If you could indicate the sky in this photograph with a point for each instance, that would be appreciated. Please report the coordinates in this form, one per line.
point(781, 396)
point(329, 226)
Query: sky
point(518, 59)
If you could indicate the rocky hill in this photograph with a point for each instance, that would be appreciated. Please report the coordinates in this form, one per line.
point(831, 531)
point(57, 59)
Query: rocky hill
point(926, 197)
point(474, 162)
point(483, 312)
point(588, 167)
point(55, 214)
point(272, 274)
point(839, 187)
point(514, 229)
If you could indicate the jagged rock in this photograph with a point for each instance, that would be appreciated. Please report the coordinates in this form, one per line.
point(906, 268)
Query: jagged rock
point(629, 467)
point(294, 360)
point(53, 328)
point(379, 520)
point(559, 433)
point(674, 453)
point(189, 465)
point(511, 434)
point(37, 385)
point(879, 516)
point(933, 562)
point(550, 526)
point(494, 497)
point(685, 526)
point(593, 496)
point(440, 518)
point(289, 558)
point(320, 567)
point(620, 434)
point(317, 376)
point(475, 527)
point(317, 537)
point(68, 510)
==
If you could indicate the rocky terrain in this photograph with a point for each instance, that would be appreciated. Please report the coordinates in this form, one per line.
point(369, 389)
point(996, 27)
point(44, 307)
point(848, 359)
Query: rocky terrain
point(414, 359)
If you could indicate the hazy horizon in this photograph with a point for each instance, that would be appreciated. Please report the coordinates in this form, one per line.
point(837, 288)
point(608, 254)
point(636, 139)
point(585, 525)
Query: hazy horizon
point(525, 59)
* * *
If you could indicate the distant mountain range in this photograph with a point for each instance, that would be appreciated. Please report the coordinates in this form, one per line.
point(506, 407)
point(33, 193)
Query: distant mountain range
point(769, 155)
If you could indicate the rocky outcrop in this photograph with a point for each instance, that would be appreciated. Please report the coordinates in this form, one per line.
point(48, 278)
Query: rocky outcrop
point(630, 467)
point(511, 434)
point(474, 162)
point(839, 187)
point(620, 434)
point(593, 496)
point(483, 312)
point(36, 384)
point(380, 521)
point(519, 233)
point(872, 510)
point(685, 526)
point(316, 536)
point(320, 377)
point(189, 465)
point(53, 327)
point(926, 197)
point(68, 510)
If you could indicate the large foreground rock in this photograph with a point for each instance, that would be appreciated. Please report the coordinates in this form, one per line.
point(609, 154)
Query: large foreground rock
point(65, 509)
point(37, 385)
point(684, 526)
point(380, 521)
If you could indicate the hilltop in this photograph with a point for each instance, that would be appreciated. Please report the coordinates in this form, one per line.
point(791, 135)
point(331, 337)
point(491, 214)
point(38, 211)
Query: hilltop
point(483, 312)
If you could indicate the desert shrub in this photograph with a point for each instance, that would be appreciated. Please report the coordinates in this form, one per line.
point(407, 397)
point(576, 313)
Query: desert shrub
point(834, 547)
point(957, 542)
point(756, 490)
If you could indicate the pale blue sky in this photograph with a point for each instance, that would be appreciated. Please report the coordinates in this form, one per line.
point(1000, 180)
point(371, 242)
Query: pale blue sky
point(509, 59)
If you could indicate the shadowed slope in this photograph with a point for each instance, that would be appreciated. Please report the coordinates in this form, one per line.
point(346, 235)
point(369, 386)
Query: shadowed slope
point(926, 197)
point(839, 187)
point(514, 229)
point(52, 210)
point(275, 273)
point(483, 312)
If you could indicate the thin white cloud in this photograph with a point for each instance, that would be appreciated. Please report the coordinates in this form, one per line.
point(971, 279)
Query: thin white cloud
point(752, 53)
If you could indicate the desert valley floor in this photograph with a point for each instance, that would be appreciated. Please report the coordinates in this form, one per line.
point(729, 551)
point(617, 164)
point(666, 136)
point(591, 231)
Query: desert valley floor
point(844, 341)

**Objetivo del ejercicio**: Extrae de las filas anteriores todas las que contengan la palabra "floor".

**Ejercicio resuelto**:
If you could indicate the desert valley floor in this photograph with a point for each instance, that would be appreciated. Please report the coordinates in this form, one per line.
Query: desert valley floor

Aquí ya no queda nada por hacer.